(Text provided)

CLL or chronic lymphocytic leukaemia is considered the “good” cancer since it is a long-term and slowly progressing disease. After being diagnosed I was placed on what they call “watch and wait.” I bravely asked what stage I was in and the doctor placed my disease at stage 2. That didn't seem all that bad I thought. At my first three-month check-up I rocked it, my white blood cell count remained stable and I felt pretty darn good. I remember walking to my car so full of confidence thinking, oh heck ya, I got this and life will move along just fine. Funny how quickly things can change.
For the first time since being diagnosed, I wept hard, the good old ugly cry and just let every ounce of emotional pain, anger and deep sadness fill me from my head to my toes. I'm grateful I have my husband who curled up beside me and held me tight while it all came tumbling out.
I'm only just beginning to grasp the idea of living with cancer and accepting the truth that because of this disease my life will be shorter than I’d probably like. I know not one of us can know when it is our time, but cancer certainly brings one face to face with one’s mortality. Some days I wish I never knew and I could simply live out my days without a burdensome weight sitting square on my shoulders that never fully lifts. I'm grateful for times of distraction, times where hope overcomes the grip and paralysis of fear and sadness. In the first six months, I've experienced a lot of hope and a lot of freedom but I am learning and accepting this will be cyclical, and there are going to be some brutal gut-wrenching moments that cause my world to spin out of control and it seems nothing but black.
Keeping a diary of sorts, or blogging will be helpful for me I think. I've always loved words and writing but often haven't had much to write about. I guess I do now.
I've left this next particular thought to wrap up my first post on purpose. I belong to Jesus. At the age of eight, I remember the simplicity of my childlike faith knowing that Jesus loved me so much, that He died on the cross for my sin so that I would be with him forever in heaven. I became his that day and He has been so very faithful and I know will be faithful in the journey ahead. Even on the days when I'm feeling lost, confused, anxious, God has promised to remain with me. All praise and glory to the King of Kings who overcame the grave!
If you declare with your mouth, "Jesus is Lord," and believe in your
heart that God raised him from the dead, you will be saved.
For it is with your heart that you believe and are justified,
and it is with your mouth that you profess your faith and are saved.
Romans 10:9-10
Know therefore that the Lord your God is God, the faithful God who keeps
covenant and steadfast love with those who love him and keep his commandments,
to a thousand generations.
Deuteronomy 7:9
Well said, Laurie. Thanks for sharing your experience with us.

(End Text provided)
(Recorded data)

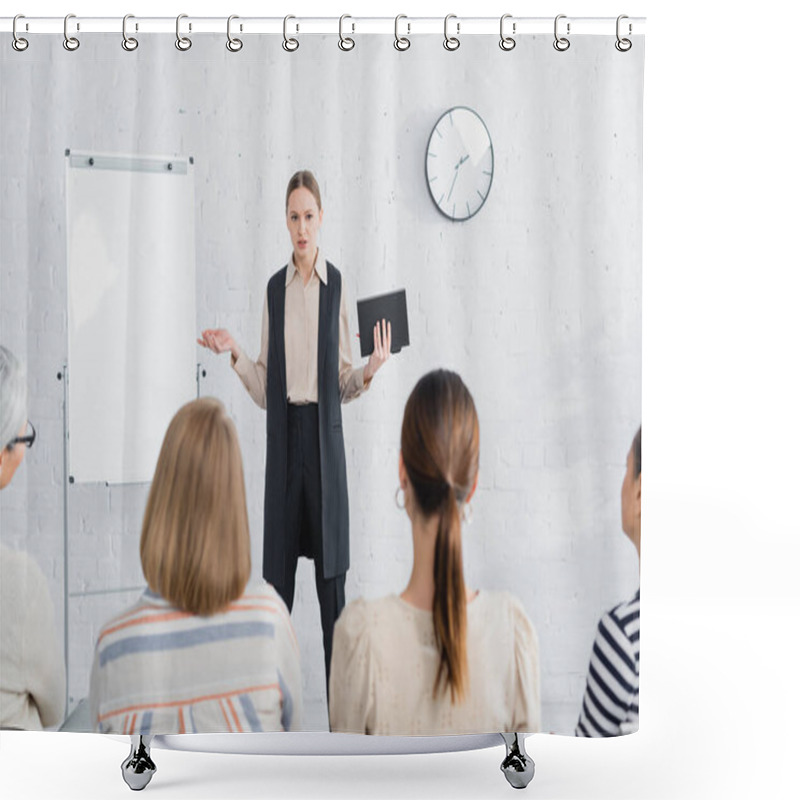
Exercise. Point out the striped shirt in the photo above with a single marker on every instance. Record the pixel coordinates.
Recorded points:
(160, 670)
(611, 700)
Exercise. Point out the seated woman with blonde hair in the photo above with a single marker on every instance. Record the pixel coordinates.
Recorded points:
(439, 658)
(196, 654)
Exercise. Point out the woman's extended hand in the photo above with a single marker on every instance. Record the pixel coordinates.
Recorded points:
(382, 336)
(218, 340)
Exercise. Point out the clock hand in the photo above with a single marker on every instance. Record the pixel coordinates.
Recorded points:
(453, 183)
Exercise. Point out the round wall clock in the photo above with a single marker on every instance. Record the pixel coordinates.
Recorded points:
(460, 163)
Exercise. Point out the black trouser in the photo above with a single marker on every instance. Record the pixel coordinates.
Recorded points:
(304, 522)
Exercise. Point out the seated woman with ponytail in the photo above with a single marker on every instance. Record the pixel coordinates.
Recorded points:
(438, 658)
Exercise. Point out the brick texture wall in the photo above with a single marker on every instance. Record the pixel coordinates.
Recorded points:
(536, 301)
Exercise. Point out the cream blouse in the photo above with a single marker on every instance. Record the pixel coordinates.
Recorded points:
(385, 661)
(301, 328)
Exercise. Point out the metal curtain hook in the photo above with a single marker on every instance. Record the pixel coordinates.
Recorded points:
(561, 43)
(70, 42)
(623, 44)
(289, 44)
(128, 42)
(346, 42)
(18, 43)
(183, 43)
(451, 42)
(233, 44)
(401, 42)
(507, 42)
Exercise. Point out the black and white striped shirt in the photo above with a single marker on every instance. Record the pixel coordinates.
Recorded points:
(611, 699)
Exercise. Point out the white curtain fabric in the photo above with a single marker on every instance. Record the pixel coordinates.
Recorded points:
(535, 301)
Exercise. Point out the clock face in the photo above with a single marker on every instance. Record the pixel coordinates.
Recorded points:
(460, 163)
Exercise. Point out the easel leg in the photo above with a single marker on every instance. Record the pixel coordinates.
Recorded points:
(518, 766)
(138, 768)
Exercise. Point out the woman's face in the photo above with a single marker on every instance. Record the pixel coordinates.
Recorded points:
(631, 500)
(303, 219)
(11, 459)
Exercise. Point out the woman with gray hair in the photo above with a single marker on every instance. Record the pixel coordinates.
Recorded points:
(32, 675)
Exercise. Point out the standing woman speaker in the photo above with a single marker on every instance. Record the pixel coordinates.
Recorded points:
(302, 376)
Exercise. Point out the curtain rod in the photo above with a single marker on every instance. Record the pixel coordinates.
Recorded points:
(349, 25)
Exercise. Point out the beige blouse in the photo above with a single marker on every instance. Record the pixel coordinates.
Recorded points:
(32, 673)
(301, 330)
(385, 661)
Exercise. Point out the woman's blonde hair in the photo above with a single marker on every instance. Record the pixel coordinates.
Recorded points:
(195, 545)
(304, 179)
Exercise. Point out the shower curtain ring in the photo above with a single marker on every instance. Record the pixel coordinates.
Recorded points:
(183, 43)
(289, 44)
(623, 44)
(18, 43)
(70, 42)
(561, 43)
(451, 42)
(401, 42)
(507, 42)
(128, 42)
(346, 43)
(233, 44)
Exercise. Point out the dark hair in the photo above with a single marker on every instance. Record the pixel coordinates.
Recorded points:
(440, 446)
(636, 448)
(304, 179)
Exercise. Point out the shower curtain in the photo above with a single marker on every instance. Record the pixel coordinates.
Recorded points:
(495, 194)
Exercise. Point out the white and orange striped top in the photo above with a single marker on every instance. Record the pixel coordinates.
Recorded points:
(160, 670)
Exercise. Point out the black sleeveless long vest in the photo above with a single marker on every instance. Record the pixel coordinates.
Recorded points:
(335, 514)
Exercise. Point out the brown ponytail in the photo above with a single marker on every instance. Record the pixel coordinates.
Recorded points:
(440, 445)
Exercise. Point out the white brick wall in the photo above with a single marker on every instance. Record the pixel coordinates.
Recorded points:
(536, 301)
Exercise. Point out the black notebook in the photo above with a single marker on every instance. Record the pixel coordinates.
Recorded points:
(392, 308)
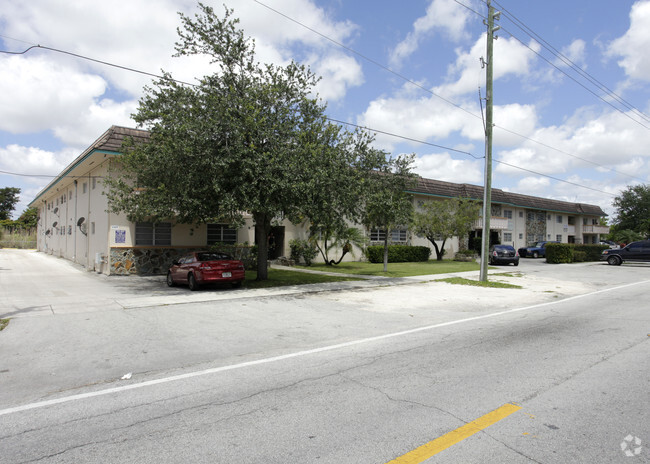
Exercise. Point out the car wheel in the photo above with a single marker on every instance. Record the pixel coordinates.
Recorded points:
(191, 281)
(614, 260)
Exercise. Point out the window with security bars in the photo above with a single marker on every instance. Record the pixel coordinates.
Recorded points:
(148, 233)
(221, 233)
(396, 235)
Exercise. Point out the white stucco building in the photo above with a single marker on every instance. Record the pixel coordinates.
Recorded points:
(74, 222)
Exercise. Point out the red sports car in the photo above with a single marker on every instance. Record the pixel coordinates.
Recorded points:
(206, 267)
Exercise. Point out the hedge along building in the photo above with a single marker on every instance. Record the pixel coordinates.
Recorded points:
(74, 222)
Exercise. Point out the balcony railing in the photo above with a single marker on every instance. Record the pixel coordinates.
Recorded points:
(496, 223)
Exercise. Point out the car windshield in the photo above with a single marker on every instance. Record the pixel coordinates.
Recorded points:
(212, 256)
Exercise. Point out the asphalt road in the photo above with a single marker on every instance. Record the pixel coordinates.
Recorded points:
(337, 375)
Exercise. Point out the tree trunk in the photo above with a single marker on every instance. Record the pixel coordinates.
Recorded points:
(386, 253)
(262, 231)
(440, 250)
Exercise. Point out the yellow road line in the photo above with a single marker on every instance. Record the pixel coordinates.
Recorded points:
(432, 448)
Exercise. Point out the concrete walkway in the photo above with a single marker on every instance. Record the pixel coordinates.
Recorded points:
(37, 284)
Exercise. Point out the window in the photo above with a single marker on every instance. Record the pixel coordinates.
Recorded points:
(396, 235)
(221, 233)
(148, 233)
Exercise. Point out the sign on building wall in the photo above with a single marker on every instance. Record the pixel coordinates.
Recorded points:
(120, 236)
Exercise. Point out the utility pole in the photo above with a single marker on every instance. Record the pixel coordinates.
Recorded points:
(489, 102)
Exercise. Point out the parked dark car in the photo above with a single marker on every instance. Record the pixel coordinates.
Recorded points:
(201, 268)
(503, 254)
(634, 252)
(610, 244)
(536, 251)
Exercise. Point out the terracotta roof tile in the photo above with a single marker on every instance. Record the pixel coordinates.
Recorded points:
(452, 190)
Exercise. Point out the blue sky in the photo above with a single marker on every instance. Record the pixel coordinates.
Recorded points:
(575, 137)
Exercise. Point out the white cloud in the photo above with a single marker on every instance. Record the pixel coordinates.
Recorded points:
(40, 95)
(444, 15)
(420, 119)
(632, 47)
(466, 75)
(339, 72)
(443, 167)
(575, 52)
(607, 142)
(37, 93)
(531, 185)
(18, 159)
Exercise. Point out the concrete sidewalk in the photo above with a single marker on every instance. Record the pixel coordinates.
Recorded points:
(37, 284)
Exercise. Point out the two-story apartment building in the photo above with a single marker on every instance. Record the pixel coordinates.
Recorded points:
(74, 222)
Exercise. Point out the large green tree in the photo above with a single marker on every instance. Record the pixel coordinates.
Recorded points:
(440, 220)
(386, 203)
(336, 197)
(633, 210)
(8, 201)
(247, 138)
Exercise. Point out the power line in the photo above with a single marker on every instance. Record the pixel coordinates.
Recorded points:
(566, 60)
(475, 157)
(444, 99)
(574, 79)
(331, 119)
(370, 60)
(106, 63)
(404, 138)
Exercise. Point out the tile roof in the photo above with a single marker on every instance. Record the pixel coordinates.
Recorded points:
(112, 139)
(450, 190)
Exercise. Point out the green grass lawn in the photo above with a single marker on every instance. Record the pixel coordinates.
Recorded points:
(396, 269)
(282, 278)
(476, 283)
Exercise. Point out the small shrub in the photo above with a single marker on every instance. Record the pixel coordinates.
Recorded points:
(579, 256)
(466, 252)
(592, 252)
(398, 253)
(302, 249)
(558, 253)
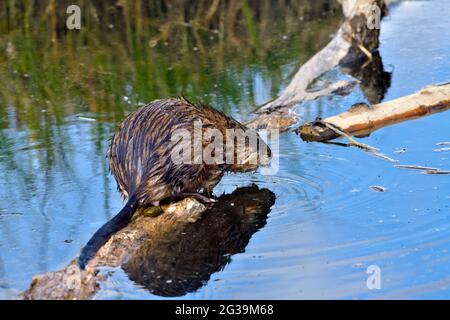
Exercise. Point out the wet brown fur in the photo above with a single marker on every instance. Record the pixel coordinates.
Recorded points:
(140, 151)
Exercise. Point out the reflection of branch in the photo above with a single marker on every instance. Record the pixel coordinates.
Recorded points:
(361, 119)
(194, 239)
(353, 48)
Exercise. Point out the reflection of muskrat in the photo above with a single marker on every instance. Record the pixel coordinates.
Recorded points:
(140, 157)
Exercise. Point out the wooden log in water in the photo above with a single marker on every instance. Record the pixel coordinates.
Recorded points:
(169, 254)
(361, 120)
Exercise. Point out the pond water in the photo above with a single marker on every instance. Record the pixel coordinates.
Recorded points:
(62, 93)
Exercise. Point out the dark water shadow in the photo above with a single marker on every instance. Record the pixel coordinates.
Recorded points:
(184, 261)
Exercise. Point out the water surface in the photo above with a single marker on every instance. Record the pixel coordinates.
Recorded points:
(61, 95)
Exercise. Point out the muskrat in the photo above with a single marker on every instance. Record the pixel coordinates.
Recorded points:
(140, 159)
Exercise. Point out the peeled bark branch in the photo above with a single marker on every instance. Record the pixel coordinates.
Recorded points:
(351, 47)
(361, 120)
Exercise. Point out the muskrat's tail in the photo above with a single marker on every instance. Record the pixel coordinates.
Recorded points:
(106, 231)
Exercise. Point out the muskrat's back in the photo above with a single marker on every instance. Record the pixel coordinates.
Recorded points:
(140, 151)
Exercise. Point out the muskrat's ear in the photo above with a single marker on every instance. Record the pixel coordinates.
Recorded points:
(182, 98)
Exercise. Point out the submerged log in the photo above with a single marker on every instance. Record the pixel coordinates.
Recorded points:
(170, 254)
(351, 48)
(361, 120)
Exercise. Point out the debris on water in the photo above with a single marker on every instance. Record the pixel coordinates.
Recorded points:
(441, 149)
(400, 150)
(437, 171)
(86, 118)
(378, 188)
(415, 167)
(382, 156)
(426, 170)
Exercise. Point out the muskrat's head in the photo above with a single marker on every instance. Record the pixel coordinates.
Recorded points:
(250, 151)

(End Recorded data)

**Instructions for the task:**
Could you reproduce the post about living with CLL, beginning at "I'm only just" and stopping after "nothing but black.", but swap "fear" for "dread"?

**Exercise output:**
I'm only just beginning to grasp the idea of living with cancer and accepting the truth that because of this disease my life will be shorter than I’d probably like. I know not one of us can know when it is our time, but cancer certainly brings one face to face with one’s mortality. Some days I wish I never knew and I could simply live out my days without a burdensome weight sitting square on my shoulders that never fully lifts. I'm grateful for times of distraction, times where hope overcomes the grip and paralysis of dread and sadness. In the first six months, I've experienced a lot of hope and a lot of freedom but I am learning and accepting this will be cyclical, and there are going to be some brutal gut-wrenching moments that cause my world to spin out of control and it seems nothing but black.